**Objective**. Quote every one of the records below verbatim, line for line, without altering any character.

[Object position labeling entries]

^^^^

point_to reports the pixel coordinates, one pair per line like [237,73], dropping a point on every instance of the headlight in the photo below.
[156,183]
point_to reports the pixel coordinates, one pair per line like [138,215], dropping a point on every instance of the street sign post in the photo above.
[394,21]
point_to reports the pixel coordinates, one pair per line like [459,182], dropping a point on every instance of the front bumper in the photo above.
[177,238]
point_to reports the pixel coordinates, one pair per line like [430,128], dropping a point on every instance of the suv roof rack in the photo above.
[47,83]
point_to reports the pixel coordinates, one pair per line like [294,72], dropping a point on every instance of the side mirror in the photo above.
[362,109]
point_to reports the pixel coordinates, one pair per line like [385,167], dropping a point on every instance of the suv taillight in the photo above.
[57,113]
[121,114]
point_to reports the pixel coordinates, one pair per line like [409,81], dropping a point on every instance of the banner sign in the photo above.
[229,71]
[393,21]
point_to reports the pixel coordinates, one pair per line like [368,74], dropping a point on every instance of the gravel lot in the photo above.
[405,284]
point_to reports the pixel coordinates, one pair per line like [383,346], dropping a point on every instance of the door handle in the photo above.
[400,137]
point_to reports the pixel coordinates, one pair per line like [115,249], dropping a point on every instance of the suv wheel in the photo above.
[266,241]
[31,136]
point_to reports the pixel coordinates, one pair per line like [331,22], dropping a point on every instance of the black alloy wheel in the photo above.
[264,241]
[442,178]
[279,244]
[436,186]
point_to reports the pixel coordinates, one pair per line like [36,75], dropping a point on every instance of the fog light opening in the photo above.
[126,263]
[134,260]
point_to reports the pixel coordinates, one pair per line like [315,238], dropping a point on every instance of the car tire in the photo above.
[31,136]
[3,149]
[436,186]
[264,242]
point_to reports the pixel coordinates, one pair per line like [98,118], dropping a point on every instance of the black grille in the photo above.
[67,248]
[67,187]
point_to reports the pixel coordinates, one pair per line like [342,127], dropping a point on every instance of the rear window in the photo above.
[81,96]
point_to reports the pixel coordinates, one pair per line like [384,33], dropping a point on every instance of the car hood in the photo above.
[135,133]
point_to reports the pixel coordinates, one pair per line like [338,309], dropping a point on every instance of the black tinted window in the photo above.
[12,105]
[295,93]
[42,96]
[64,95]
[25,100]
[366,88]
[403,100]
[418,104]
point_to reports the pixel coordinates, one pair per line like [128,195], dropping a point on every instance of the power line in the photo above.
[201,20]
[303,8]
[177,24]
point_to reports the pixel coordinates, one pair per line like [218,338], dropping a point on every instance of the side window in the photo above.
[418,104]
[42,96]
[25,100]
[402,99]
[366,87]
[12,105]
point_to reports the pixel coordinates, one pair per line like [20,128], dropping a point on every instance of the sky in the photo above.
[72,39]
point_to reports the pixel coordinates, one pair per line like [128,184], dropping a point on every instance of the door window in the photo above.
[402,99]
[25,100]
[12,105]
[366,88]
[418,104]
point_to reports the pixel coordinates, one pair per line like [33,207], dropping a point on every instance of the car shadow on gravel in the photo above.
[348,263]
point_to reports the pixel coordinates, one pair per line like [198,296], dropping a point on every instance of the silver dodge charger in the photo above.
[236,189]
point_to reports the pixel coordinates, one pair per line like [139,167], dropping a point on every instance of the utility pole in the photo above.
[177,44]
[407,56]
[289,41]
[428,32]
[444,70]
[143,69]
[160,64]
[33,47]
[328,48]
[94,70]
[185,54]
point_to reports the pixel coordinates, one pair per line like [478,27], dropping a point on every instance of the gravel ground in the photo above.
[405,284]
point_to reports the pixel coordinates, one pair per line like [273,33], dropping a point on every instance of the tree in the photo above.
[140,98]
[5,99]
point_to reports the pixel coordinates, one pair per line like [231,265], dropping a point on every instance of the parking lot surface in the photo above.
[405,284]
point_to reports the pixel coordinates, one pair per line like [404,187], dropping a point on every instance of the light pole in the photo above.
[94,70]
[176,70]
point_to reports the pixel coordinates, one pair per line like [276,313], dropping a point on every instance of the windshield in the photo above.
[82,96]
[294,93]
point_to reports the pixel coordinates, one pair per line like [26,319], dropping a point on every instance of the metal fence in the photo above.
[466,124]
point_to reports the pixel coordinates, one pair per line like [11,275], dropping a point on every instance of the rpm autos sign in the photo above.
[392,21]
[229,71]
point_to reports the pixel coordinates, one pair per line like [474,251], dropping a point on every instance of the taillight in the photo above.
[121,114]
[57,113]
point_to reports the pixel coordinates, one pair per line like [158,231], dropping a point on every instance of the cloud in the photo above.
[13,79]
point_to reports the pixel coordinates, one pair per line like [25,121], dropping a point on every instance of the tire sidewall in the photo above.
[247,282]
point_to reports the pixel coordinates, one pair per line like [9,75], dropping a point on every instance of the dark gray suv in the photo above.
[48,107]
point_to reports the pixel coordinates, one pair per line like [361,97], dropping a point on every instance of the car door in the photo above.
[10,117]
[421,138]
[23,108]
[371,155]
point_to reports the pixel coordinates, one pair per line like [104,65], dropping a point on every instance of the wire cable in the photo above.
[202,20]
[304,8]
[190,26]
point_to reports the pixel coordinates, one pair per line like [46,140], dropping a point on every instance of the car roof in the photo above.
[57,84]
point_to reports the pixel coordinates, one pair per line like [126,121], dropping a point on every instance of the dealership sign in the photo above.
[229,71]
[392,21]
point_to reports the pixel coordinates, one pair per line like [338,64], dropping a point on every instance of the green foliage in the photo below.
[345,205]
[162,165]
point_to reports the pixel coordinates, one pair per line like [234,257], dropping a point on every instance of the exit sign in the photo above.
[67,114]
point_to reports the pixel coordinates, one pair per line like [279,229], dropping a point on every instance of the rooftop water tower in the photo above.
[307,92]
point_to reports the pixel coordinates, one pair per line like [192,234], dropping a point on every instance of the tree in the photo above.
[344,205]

^^^^

**Result for this task**.
point_to reports the pixel coordinates, one pair per line like [237,73], dropping a point on every instance of the headlight in the photo below.
[156,183]
point_to reports the pixel coordinates, one pair per line like [138,215], dropping a point on every instance of the street sign post in the photo above.
[394,21]
point_to reports the pixel coordinates, one pair per line like [459,182], dropping a point on every instance of the front bumper in the photo above.
[177,238]
point_to reports the pixel coordinates, one pair per line like [430,128], dropping a point on every instance of the suv roof rack in the photo above.
[47,83]
point_to reports the pixel coordinates, one pair per line like [294,72], dropping a point on every instance of the side mirror in the photo above.
[362,109]
point_to reports the pixel coordinates, one pair per line like [385,167], dropping a point on every instance of the suv taillight in the photo above.
[57,113]
[121,114]
point_to reports the pixel coordinates, one pair per line like [409,81], dropping a point on every instance of the banner sign in the photo above.
[229,71]
[393,21]
point_to reports the pixel coordinates, one pair per line like [368,74], dropping a point on every instance of the gravel lot in the photo above.
[405,284]
point_to reports the pixel coordinates, one pair per line like [383,346], dropping a point on every instance of the door handle in the photo above.
[400,137]
point_to reports the pixel coordinates, one pair per line like [115,249], dropping a point on every instance of the suv wheel in the photo above.
[266,241]
[31,136]
point_to reports the pixel coordinates, one pair per line like [331,22], dropping a point on every instance of the black alloy wheel in the photo above.
[264,241]
[442,178]
[279,244]
[436,186]
point_to reports the pixel coordinates, one pair per line like [36,75], dropping a point on every instance of the fog light opening in the photo above.
[126,263]
[134,260]
point_to reports the pixel coordinates, one pair per line like [315,238], dropping a point on every instance of the car tire in the photo above.
[31,136]
[3,149]
[436,186]
[264,242]
point_to reports the pixel coordinates, one pair per line like [98,118], dropping a point on every instance of the black grille in the photo above.
[67,248]
[67,187]
point_to reports the pixel coordinates, one pair per line like [342,127], dropping a point on every instance of the rear window in the photo above.
[81,96]
point_to reports the pixel coordinates, one pair per line like [384,33], dropping a point on every instance of the car hood in the photo above.
[135,133]
point_to reports the pixel coordinates, one pair per line like [338,309], dropping a point on every instance of the black tinted window in the photo above.
[12,105]
[295,93]
[42,96]
[64,95]
[25,100]
[366,88]
[403,100]
[418,104]
point_to reports the pixel coordinates, one pair per line like [128,195], dropping a point on every instance of the power line in the photo above.
[201,20]
[303,8]
[177,24]
point_to reports the pixel coordinates, one pair per line like [218,338], dropping a point on every instance of the side window in the photo above.
[418,104]
[42,96]
[25,100]
[402,99]
[366,87]
[12,105]
point_to reports the pixel coordinates, one pair per line like [20,128], dropping a point on every instance of the sky in the photo above.
[72,39]
point_to reports the pixel coordinates, one pair per line like [128,184], dropping a point on every instance of the door window in the photo above.
[402,99]
[25,100]
[12,105]
[366,88]
[418,104]
point_to reports the pixel coordinates, one pair per line like [33,207], dropping a point on every instance of the car shadow on gravel in the photo above.
[348,263]
point_to reports the pixel coordinates, one pair per line like [198,296], dropping a point on every instance of the silver dodge charger in the photo above.
[236,189]
point_to reports the pixel coordinates, one pair per line like [139,167], dropping a point on every instance of the utility pole in the photo above.
[177,44]
[407,56]
[289,41]
[428,32]
[444,70]
[143,69]
[160,64]
[33,47]
[328,48]
[94,70]
[185,54]
point_to reports the pixel coordinates, one pair per line like [478,27], dropping a point on every instance of the gravel ground in the photo above.
[405,284]
point_to reports the pixel coordinates, one pair per line like [273,33], dropping a point on every instance of the tree in the photo above.
[140,98]
[5,99]
point_to reports the pixel coordinates, one pair per line like [231,265], dropping a point on every instance of the parking lot surface in the photo above.
[405,284]
point_to reports the pixel coordinates, one pair per line like [404,187], dropping a point on every instance of the light pole in the photo above.
[94,70]
[176,70]
point_to reports the pixel coordinates, one pair per line like [276,313], dropping a point on every instance of the windshield in the photo above.
[82,96]
[294,93]
point_to reports the pixel coordinates, one pair per line like [26,319], dropping a point on every instance of the metal fence in the photo above.
[466,124]
point_to reports the pixel coordinates, one pair per line like [11,275], dropping a point on every instance of the rpm autos sign in the photo above.
[392,21]
[229,71]
point_to reports the pixel coordinates, one pair per line like [474,251], dropping a point on every instance of the taillight in the photo above.
[121,114]
[57,113]
point_to reports the pixel coordinates, one pair per line like [158,231], dropping a point on every instance of the cloud in the photo above.
[13,79]
point_to reports the pixel coordinates, one pair per line like [25,121], dropping a point on every instance of the tire sidewall in the photo above.
[247,282]
point_to reports the pixel coordinates, one pair per line like [9,75], dropping a point on every instance of the dark gray suv in the photo above.
[48,107]
point_to reports the pixel coordinates, one pair per line like [361,97], dropping a point on every instance of the car door in the photo above.
[10,117]
[421,138]
[23,108]
[371,155]
point_to reports the pixel coordinates, one pair per line like [104,65], dropping a point on every instance of the wire cable in the photo above.
[202,20]
[304,8]
[190,26]
point_to reports the pixel coordinates, one pair per line like [46,140], dropping a point on every instance of the car roof in the photo above.
[57,84]
point_to reports the pixel coordinates, one pair per line like [126,121], dropping a point on every instance of the dealership sign in the photo above.
[229,71]
[392,21]
point_to reports the pixel coordinates, one pair per line like [338,64], dropping a point on every instance of the green foliage in the photo below.
[345,205]
[162,165]
point_to reports the pixel coordinates, one pair per line like [234,257], dropping a point on every instance of the exit sign in the photo above.
[67,114]
point_to reports the pixel coordinates, one pair per line like [279,229], dropping a point on every instance of the rooftop water tower in the photo above.
[307,92]
point_to reports the pixel coordinates, one pair per line like [192,234], dropping a point on every instance of the tree in the photo above.
[344,205]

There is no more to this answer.